* **REQUIRED TASK**
Can you format the records from the line containing "Target: red painted stripe" through the end of the records, both ends included, as a numbered list with blank lines dropped and the pictures left out?
◆ ◆ ◆
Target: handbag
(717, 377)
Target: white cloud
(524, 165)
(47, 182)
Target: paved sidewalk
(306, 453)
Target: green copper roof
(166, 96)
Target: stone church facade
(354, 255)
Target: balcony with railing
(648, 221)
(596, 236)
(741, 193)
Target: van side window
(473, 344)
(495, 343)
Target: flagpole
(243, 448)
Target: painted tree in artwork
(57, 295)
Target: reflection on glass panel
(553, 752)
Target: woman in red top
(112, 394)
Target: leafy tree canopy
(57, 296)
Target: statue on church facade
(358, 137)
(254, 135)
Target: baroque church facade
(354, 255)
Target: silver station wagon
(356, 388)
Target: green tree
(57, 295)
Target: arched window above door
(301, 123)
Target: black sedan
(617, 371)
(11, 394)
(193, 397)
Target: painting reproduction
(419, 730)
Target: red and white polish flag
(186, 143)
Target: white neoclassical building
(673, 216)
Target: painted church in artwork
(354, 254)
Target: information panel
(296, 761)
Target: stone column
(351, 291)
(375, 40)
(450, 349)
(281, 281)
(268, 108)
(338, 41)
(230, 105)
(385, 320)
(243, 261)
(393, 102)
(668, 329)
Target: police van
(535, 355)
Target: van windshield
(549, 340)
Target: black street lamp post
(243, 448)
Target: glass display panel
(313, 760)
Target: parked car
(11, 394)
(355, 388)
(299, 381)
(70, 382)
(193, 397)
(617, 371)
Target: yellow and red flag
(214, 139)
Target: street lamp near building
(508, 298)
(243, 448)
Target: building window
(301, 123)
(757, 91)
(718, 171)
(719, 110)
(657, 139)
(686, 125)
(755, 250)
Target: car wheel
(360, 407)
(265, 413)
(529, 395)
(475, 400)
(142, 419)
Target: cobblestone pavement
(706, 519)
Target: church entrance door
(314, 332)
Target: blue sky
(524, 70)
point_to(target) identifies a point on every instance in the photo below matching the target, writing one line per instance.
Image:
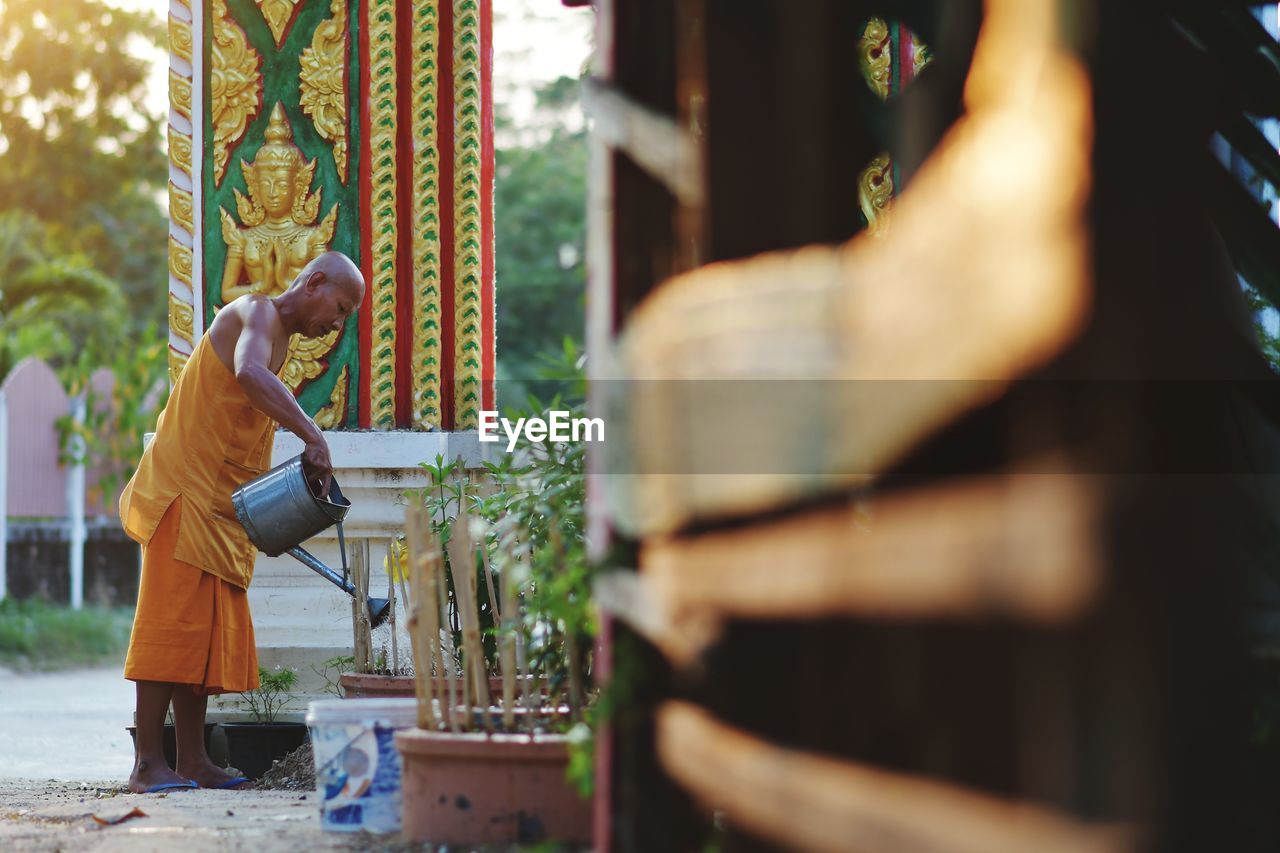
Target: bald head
(324, 295)
(338, 270)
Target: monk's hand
(316, 465)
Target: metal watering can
(279, 511)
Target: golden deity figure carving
(278, 236)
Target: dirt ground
(64, 756)
(60, 816)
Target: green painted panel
(280, 76)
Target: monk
(192, 632)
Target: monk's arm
(272, 397)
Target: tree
(78, 147)
(51, 305)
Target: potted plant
(492, 766)
(252, 747)
(383, 673)
(387, 673)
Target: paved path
(65, 725)
(64, 756)
(48, 817)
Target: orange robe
(192, 623)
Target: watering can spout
(379, 609)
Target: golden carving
(279, 236)
(466, 215)
(382, 217)
(179, 150)
(179, 37)
(920, 55)
(323, 82)
(874, 192)
(179, 261)
(876, 56)
(179, 94)
(426, 217)
(177, 361)
(182, 311)
(181, 208)
(278, 14)
(234, 85)
(182, 318)
(334, 414)
(876, 182)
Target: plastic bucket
(357, 766)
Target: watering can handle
(342, 551)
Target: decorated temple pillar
(366, 127)
(890, 56)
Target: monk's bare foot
(206, 774)
(147, 775)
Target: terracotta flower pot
(483, 789)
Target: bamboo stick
(483, 487)
(507, 642)
(462, 562)
(424, 617)
(391, 605)
(444, 635)
(571, 651)
(360, 607)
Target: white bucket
(357, 766)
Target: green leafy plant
(110, 436)
(272, 694)
(330, 671)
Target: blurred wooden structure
(937, 525)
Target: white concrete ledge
(385, 450)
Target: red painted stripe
(444, 137)
(366, 249)
(488, 318)
(906, 58)
(405, 213)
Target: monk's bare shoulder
(251, 311)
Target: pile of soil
(296, 771)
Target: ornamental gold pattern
(874, 56)
(182, 208)
(234, 85)
(874, 191)
(426, 220)
(179, 261)
(179, 94)
(179, 37)
(278, 14)
(334, 413)
(876, 182)
(177, 361)
(920, 55)
(179, 150)
(182, 314)
(382, 215)
(323, 82)
(466, 214)
(182, 318)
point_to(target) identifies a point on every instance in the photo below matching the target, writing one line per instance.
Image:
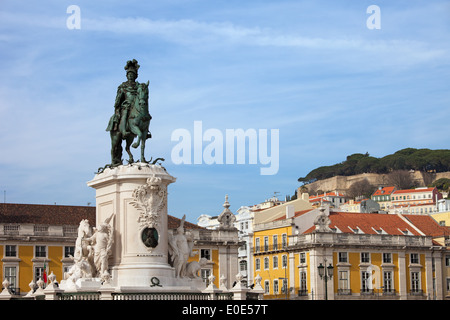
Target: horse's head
(142, 94)
(84, 229)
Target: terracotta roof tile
(427, 225)
(45, 214)
(367, 222)
(296, 214)
(61, 215)
(384, 191)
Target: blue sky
(311, 69)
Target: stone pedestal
(136, 196)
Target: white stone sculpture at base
(180, 249)
(102, 240)
(91, 257)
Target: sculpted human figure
(180, 248)
(102, 241)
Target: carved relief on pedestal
(150, 199)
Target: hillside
(423, 160)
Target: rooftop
(61, 215)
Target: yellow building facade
(372, 256)
(38, 238)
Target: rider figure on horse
(123, 124)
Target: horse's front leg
(127, 148)
(142, 151)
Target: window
(387, 281)
(303, 289)
(266, 263)
(205, 253)
(284, 240)
(69, 251)
(415, 281)
(343, 280)
(275, 286)
(243, 265)
(11, 275)
(266, 287)
(302, 257)
(284, 287)
(342, 257)
(387, 257)
(366, 281)
(275, 262)
(40, 251)
(275, 242)
(11, 251)
(38, 273)
(365, 257)
(205, 273)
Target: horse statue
(139, 120)
(131, 118)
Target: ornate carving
(149, 199)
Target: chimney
(289, 211)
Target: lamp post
(325, 274)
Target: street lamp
(325, 274)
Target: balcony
(269, 248)
(344, 292)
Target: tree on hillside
(361, 188)
(423, 160)
(401, 179)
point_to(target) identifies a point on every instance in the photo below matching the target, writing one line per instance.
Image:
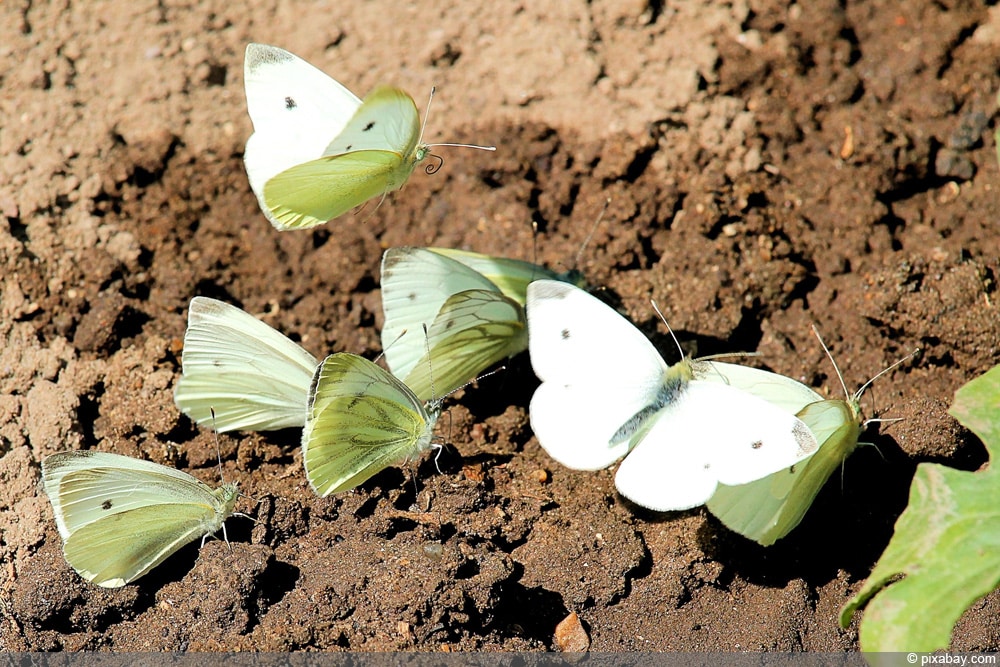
◆ ◆ ◆
* **FINISHED TASK**
1. Target: red painted stripe
2. (444, 137)
3. (366, 249)
4. (488, 318)
5. (906, 58)
6. (405, 213)
7. Target: monk's bare shoulder
8. (251, 311)
9. Target: pile of soil
10. (296, 771)
11. Target: ornamental gold pattern
12. (874, 56)
13. (182, 208)
14. (234, 85)
15. (874, 191)
16. (426, 220)
17. (179, 261)
18. (179, 94)
19. (179, 37)
20. (278, 14)
21. (334, 413)
22. (876, 182)
23. (177, 361)
24. (920, 55)
25. (179, 150)
26. (182, 314)
27. (382, 215)
28. (323, 82)
29. (466, 214)
30. (182, 318)
31. point_to(target) identifies a point on every instance in the photo below matching the target, writing one line per instance.
32. Image:
33. Target: horse's head
34. (142, 94)
35. (84, 229)
36. Target: terracotta roof tile
37. (427, 225)
38. (45, 214)
39. (367, 222)
40. (296, 214)
41. (61, 215)
42. (384, 191)
43. Target: blue sky
44. (311, 69)
45. Target: stone pedestal
46. (136, 196)
47. Target: white stone sculpture at base
48. (180, 249)
49. (102, 240)
50. (91, 257)
51. Target: sculpted human figure
52. (180, 248)
53. (102, 241)
54. Target: carved relief on pedestal
55. (150, 199)
56. Target: hillside
57. (423, 160)
58. Target: rooftop
59. (61, 215)
60. Target: yellow building facade
61. (372, 256)
62. (38, 238)
63. Target: rider figure on horse
64. (123, 124)
65. Target: horse's front leg
66. (127, 148)
67. (142, 151)
68. Target: window
69. (387, 281)
70. (303, 289)
71. (266, 263)
72. (205, 253)
73. (284, 240)
74. (69, 251)
75. (415, 281)
76. (343, 280)
77. (275, 286)
78. (243, 265)
79. (11, 275)
80. (266, 287)
81. (302, 257)
82. (284, 287)
83. (342, 257)
84. (387, 257)
85. (366, 281)
86. (275, 262)
87. (40, 251)
88. (275, 242)
89. (11, 251)
90. (38, 273)
91. (365, 257)
92. (205, 273)
93. Target: horse statue
94. (139, 120)
95. (131, 118)
96. Target: ornate carving
97. (149, 199)
98. Target: chimney
99. (289, 211)
100. Target: lamp post
101. (325, 274)
102. Target: street lamp
103. (325, 274)
104. Target: balcony
105. (269, 248)
106. (344, 292)
107. Target: tree on hillside
108. (361, 188)
109. (423, 160)
110. (401, 179)
111. point_to(target) identifies a point on every instance in the photo below matching the target, writing one line per instance.
112. Image:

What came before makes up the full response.